WORK INSTRUCTIONS: Copy all the entries below exactly, but not the pictures.

(Object pointing dataset rows)
----------
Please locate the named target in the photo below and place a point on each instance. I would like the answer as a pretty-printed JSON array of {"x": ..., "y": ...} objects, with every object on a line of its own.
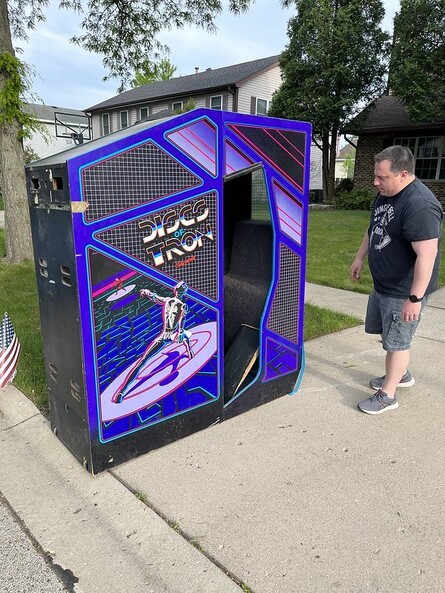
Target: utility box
[{"x": 170, "y": 260}]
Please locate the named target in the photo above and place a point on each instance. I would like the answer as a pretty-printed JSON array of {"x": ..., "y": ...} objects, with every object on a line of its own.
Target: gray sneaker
[
  {"x": 406, "y": 381},
  {"x": 378, "y": 403}
]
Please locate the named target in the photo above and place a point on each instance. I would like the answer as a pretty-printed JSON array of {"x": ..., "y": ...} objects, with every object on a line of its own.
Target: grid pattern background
[
  {"x": 283, "y": 318},
  {"x": 139, "y": 175},
  {"x": 201, "y": 273}
]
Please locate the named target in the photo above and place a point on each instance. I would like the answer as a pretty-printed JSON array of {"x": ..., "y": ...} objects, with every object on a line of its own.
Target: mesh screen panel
[
  {"x": 142, "y": 174},
  {"x": 283, "y": 317},
  {"x": 198, "y": 268}
]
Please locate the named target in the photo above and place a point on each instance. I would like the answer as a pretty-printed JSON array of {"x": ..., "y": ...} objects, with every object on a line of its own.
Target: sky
[{"x": 70, "y": 77}]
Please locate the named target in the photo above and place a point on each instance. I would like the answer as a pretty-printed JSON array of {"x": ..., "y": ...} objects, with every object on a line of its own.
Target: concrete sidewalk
[{"x": 305, "y": 494}]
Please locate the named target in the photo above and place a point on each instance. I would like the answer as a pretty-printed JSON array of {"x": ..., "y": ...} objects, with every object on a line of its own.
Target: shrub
[
  {"x": 344, "y": 185},
  {"x": 357, "y": 199}
]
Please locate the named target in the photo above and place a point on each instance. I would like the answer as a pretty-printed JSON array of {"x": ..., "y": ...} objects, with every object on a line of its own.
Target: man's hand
[
  {"x": 355, "y": 269},
  {"x": 410, "y": 311}
]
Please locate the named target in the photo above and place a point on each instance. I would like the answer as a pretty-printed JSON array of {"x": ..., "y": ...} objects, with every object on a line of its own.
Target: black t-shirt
[{"x": 414, "y": 214}]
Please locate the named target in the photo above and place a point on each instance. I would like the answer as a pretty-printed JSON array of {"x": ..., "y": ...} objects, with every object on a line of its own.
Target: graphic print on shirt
[{"x": 379, "y": 237}]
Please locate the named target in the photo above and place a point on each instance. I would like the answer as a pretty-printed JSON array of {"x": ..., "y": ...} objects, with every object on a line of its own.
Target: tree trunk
[
  {"x": 12, "y": 160},
  {"x": 332, "y": 157},
  {"x": 326, "y": 164}
]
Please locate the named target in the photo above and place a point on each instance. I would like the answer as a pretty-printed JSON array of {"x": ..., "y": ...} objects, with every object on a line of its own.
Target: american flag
[{"x": 9, "y": 351}]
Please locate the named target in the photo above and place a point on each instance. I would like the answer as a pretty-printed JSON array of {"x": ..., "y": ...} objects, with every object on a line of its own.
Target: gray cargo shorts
[{"x": 383, "y": 317}]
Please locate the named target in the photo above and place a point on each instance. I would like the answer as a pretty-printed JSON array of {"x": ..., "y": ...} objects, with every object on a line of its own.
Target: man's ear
[{"x": 404, "y": 175}]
----------
EXPECTED OUTPUT:
Please locate the named target in the photo below and place a point on each instance. I would like the answer as a pretty-printed JSON array of {"x": ..., "y": ...} objects, with every object on a line of its own.
Target: utility box
[{"x": 170, "y": 260}]
Please locate the named target in the photo above and place a point on each instance. I would like the answer as a pretty-printed JSON array of {"x": ..., "y": ...} objects, with every object on a line of its own.
Target: gray sneaker
[
  {"x": 406, "y": 381},
  {"x": 378, "y": 403}
]
Please locate the named target in the photo above and place a point on each instance. I would like the answer as a pretty-printed JSON array of {"x": ..., "y": ...} objects, with every object on a line of its own.
Target: grid pattern background
[
  {"x": 283, "y": 318},
  {"x": 139, "y": 175},
  {"x": 201, "y": 273}
]
Please locate the named target in the photo above and place a point on each instance. I would like the answer as a pretty-printed JSON array of {"x": ..., "y": ...} objects, with every object on a line of its own.
Target: mesh screen panel
[
  {"x": 142, "y": 174},
  {"x": 283, "y": 317},
  {"x": 198, "y": 268}
]
Please locate the named target in the photo above and place a point on each instance. I would like the answer as a pretty-printed JSON array of {"x": ..., "y": ...} objects, with every object on a line of its own.
Target: sky
[{"x": 70, "y": 77}]
Please locate the named target in the photo above and place a point on each instance. I would like the answer as a pretty-printed JSON array of {"x": ..., "y": ...} objects, with every object on a line of its own.
Target: concrete sidewalk
[{"x": 305, "y": 494}]
Please locate the named target in the photo above and place a point on each instance. I would like the answer as a pretty-printed JSON array of {"x": ..., "y": ...} objects, with every object on a line of its own.
Target: shrub
[
  {"x": 344, "y": 185},
  {"x": 357, "y": 199}
]
Please locate the named target in the photo above and place a point on each instance. I would like the answer as a pretty-printed JSON array of {"x": ..., "y": ...} objects, with every object on a line of its own.
Target: man's hand
[
  {"x": 355, "y": 269},
  {"x": 410, "y": 311}
]
Please locate the named target in the photo above and place a point on each instance. I would like the answer as a pretty-printed JSON array of {"x": ..., "y": ...} objects, with every object on a line of its own.
Target: black t-shirt
[{"x": 414, "y": 214}]
Please locate the named target in the photo above and place a point on each instance. I would like the answer as a pretty-printed JSON array of {"x": ..., "y": ...} objects, with every object on a line of its own.
Target: graphic print on shirt
[{"x": 379, "y": 237}]
Please locate the named target in the photo above and place a point on each instance. I would like the answer as a pretty-printed JSON array of {"x": ..., "y": ...} objects, with every object on a line of its own.
Target: tree trunk
[
  {"x": 12, "y": 160},
  {"x": 332, "y": 157},
  {"x": 326, "y": 164}
]
Please locate the named target in the photo above and place a point on each instance. I would like the answer as a pretty-printed JSON array of {"x": ..., "y": ...} objects, with every object on a line of its own.
Target: american flag
[{"x": 9, "y": 351}]
Please locate the named target in the photo above and place a point on each instance. I would like the answer as a pretty-printed JSON array of {"x": ..., "y": ...} objects, with every object on a line of its own.
Target: gray cargo shorts
[{"x": 383, "y": 317}]
Please locate the named target in the photo above and place a point on each instance. I would like the answer as a pretty-printed JSON array of {"x": ..., "y": ...} objects, with every object on a line of its own.
Target: man's ear
[{"x": 404, "y": 175}]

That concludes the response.